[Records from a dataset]
— BEGIN —

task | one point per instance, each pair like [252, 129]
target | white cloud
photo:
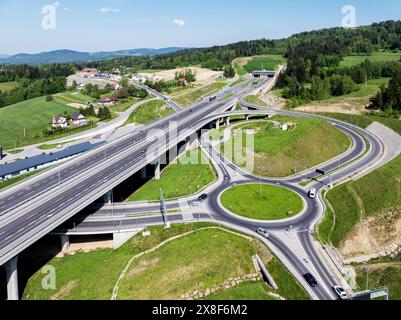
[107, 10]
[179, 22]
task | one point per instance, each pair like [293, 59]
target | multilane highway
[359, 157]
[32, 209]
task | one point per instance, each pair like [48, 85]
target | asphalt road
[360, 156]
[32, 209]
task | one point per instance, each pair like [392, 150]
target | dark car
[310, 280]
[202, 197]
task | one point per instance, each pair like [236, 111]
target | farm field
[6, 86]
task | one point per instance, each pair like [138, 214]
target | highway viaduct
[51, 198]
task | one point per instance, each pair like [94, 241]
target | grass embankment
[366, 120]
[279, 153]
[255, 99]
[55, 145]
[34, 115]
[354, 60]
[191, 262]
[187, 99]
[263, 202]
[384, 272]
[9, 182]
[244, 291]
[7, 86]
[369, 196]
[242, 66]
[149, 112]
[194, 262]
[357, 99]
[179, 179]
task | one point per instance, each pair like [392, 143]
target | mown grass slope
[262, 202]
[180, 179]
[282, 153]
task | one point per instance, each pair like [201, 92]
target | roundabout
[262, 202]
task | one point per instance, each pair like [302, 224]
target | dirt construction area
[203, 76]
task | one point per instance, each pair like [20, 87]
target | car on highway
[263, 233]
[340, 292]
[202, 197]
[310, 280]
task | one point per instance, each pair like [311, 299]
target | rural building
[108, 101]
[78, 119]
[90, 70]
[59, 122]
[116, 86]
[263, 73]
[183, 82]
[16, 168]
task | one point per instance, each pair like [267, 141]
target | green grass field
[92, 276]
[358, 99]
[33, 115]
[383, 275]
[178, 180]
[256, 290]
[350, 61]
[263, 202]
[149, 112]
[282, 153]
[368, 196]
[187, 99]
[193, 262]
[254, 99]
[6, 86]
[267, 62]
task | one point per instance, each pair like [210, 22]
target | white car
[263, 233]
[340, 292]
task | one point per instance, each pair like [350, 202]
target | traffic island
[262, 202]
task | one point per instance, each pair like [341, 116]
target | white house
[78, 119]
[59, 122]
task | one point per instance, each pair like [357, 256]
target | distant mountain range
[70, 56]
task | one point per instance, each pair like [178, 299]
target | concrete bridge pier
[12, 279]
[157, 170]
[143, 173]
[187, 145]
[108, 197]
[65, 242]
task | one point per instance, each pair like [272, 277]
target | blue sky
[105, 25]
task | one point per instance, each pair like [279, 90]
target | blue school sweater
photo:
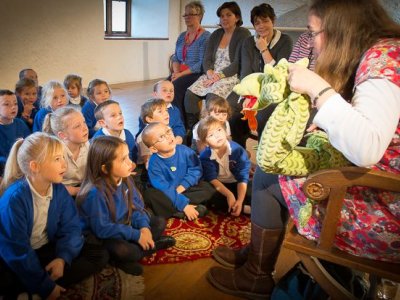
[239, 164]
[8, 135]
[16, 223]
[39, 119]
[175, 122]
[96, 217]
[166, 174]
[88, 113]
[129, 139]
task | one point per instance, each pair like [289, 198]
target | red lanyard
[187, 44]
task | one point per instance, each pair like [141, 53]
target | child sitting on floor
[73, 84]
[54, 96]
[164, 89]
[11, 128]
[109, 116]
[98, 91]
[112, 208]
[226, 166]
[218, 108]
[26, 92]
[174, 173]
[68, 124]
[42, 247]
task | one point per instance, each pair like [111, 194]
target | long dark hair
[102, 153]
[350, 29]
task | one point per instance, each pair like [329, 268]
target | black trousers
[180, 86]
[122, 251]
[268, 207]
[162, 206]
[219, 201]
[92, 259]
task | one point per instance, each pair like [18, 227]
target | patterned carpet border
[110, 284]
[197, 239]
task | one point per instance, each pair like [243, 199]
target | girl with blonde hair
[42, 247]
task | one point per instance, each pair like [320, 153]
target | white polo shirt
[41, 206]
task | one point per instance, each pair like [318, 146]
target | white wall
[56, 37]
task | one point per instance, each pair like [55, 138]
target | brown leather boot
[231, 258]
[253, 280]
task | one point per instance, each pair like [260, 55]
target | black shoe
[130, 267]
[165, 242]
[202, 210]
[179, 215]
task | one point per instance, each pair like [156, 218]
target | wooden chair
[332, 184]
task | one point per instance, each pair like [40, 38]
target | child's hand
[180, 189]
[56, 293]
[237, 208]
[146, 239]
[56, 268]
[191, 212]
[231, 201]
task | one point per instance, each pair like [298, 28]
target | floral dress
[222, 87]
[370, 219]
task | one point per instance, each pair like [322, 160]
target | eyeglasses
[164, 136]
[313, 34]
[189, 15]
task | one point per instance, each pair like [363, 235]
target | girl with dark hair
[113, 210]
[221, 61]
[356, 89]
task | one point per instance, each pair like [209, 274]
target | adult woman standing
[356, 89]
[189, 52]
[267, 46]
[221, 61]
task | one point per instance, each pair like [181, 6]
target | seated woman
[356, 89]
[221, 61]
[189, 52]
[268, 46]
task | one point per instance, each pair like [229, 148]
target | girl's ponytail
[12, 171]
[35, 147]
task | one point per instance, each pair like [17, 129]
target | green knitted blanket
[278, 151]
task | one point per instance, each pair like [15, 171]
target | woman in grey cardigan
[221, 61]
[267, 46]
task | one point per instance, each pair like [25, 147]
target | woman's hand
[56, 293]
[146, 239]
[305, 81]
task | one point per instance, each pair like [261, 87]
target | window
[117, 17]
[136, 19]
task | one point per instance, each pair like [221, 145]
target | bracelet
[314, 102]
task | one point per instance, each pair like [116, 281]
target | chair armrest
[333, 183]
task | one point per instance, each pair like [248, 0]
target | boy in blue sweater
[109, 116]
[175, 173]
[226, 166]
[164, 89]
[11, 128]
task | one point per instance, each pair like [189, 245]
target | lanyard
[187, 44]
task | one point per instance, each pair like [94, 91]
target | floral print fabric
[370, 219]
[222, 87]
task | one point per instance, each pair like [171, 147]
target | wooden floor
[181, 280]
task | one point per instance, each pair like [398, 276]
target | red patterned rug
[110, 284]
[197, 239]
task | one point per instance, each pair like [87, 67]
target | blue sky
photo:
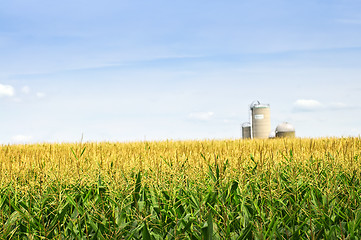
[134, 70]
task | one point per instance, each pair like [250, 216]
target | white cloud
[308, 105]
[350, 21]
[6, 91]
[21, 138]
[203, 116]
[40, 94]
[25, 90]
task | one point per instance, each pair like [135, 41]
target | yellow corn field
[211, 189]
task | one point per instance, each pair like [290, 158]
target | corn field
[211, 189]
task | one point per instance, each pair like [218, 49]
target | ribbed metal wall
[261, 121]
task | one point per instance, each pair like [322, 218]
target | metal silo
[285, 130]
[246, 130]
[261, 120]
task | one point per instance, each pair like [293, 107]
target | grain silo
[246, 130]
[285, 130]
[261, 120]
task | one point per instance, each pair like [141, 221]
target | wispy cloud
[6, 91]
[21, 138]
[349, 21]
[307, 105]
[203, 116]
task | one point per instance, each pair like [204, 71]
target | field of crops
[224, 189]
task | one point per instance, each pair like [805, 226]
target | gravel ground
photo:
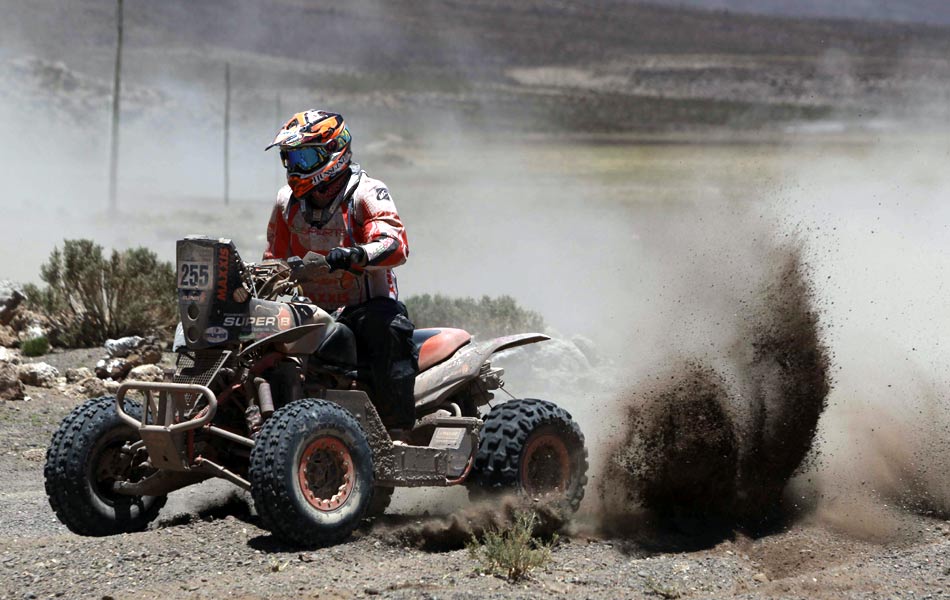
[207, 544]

— END —
— BEGIN —

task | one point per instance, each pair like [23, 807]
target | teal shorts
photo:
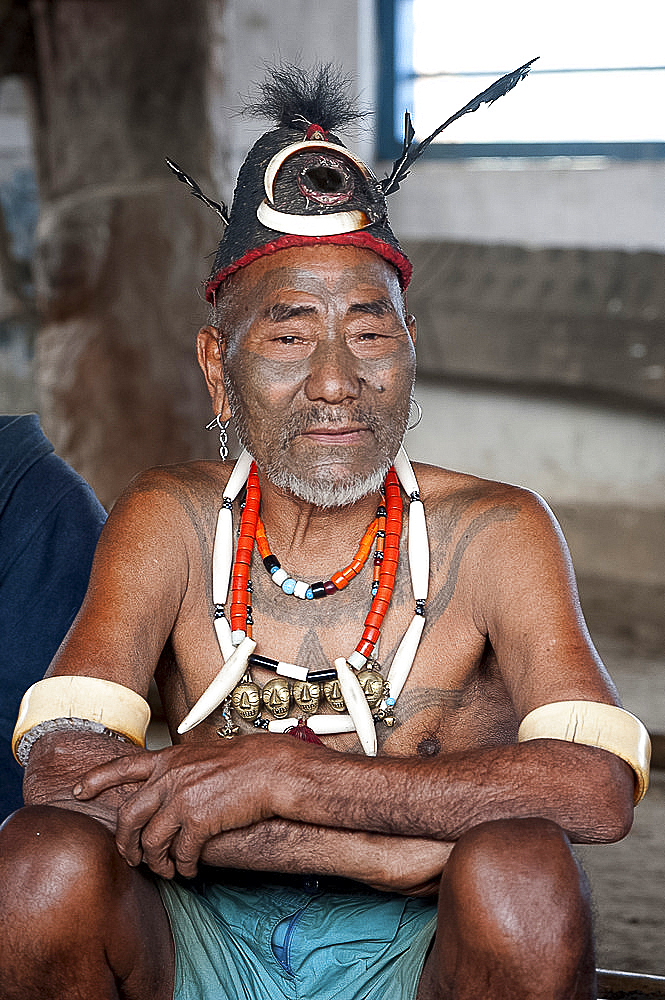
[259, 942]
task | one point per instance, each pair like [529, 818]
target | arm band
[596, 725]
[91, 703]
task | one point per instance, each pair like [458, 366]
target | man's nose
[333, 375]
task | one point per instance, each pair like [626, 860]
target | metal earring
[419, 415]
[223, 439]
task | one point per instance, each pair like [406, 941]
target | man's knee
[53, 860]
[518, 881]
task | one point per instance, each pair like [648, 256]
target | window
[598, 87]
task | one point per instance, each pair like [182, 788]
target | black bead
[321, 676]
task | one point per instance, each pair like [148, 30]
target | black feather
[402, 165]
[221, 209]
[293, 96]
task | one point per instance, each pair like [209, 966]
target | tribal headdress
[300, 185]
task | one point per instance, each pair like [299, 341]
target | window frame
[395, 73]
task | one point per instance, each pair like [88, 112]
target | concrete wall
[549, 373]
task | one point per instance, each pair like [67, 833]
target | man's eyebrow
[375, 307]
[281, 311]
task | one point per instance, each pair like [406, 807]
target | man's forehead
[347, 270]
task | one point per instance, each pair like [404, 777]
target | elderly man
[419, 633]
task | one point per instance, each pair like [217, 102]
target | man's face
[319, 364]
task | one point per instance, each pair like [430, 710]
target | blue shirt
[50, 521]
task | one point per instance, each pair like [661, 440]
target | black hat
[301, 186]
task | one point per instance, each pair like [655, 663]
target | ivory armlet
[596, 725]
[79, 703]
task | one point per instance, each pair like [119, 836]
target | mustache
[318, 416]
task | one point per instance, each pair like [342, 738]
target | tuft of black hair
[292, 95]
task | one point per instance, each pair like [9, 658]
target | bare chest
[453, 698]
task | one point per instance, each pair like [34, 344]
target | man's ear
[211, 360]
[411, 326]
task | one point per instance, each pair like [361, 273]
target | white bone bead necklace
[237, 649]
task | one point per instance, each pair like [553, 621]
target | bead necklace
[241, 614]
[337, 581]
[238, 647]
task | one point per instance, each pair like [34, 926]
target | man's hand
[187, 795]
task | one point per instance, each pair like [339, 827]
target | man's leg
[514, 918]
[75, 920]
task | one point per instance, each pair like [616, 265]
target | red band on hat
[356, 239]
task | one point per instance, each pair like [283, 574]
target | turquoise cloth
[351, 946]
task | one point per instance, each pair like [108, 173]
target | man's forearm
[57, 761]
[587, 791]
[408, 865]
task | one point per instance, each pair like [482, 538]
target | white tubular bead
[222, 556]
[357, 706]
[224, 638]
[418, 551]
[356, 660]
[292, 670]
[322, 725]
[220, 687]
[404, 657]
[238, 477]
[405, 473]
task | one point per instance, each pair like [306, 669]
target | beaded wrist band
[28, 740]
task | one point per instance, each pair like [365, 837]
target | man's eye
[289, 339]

— END —
— BEGIN —

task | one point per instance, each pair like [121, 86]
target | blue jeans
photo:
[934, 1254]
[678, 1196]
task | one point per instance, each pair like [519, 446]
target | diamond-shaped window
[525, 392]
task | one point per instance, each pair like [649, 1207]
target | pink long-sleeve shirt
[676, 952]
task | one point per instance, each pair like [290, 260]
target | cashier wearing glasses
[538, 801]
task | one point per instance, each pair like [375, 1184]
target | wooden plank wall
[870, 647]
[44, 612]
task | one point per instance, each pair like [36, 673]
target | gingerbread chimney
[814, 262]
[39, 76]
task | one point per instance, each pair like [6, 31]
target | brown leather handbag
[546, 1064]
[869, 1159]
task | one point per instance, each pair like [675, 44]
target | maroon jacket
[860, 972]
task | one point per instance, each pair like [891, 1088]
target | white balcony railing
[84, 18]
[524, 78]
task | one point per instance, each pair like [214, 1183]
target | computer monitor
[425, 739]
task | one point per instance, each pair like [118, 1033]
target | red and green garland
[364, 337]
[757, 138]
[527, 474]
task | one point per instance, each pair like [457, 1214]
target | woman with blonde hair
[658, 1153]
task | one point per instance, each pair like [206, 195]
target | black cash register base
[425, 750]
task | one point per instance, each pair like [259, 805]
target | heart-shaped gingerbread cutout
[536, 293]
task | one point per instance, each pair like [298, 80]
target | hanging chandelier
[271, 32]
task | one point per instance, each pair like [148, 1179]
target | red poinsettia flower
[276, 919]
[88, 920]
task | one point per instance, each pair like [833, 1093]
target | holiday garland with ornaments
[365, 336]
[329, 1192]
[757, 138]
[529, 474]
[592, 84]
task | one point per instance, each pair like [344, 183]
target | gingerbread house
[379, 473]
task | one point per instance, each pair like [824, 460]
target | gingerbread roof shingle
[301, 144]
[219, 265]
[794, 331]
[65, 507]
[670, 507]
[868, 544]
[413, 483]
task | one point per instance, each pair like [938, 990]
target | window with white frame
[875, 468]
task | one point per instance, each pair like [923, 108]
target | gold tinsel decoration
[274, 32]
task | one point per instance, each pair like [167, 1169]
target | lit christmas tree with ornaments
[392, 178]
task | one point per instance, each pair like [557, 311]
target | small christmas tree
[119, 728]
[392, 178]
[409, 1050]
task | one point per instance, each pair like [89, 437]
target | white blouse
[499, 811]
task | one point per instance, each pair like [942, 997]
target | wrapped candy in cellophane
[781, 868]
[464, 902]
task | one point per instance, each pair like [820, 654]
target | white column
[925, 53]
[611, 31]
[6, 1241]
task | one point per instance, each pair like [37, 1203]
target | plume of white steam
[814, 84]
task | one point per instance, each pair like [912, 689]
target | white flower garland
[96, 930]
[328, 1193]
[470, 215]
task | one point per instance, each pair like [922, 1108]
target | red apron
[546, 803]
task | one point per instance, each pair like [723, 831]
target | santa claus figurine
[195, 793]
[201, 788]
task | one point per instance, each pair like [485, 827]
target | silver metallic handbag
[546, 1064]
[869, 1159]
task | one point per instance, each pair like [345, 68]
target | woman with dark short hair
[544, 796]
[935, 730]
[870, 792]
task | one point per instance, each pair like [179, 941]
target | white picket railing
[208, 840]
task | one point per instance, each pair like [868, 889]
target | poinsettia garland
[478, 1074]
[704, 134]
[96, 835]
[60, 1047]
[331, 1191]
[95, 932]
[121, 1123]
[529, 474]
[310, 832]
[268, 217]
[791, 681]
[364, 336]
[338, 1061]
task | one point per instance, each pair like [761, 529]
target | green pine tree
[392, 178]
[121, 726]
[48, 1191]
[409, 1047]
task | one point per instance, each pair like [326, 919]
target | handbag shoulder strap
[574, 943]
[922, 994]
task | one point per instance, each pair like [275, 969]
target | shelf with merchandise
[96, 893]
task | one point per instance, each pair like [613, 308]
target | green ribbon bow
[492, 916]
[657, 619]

— END —

Can you gather every line of the data above that contains the word "sweater"? Case counts when matching.

target | blue school sweater
target | boy in blue sweater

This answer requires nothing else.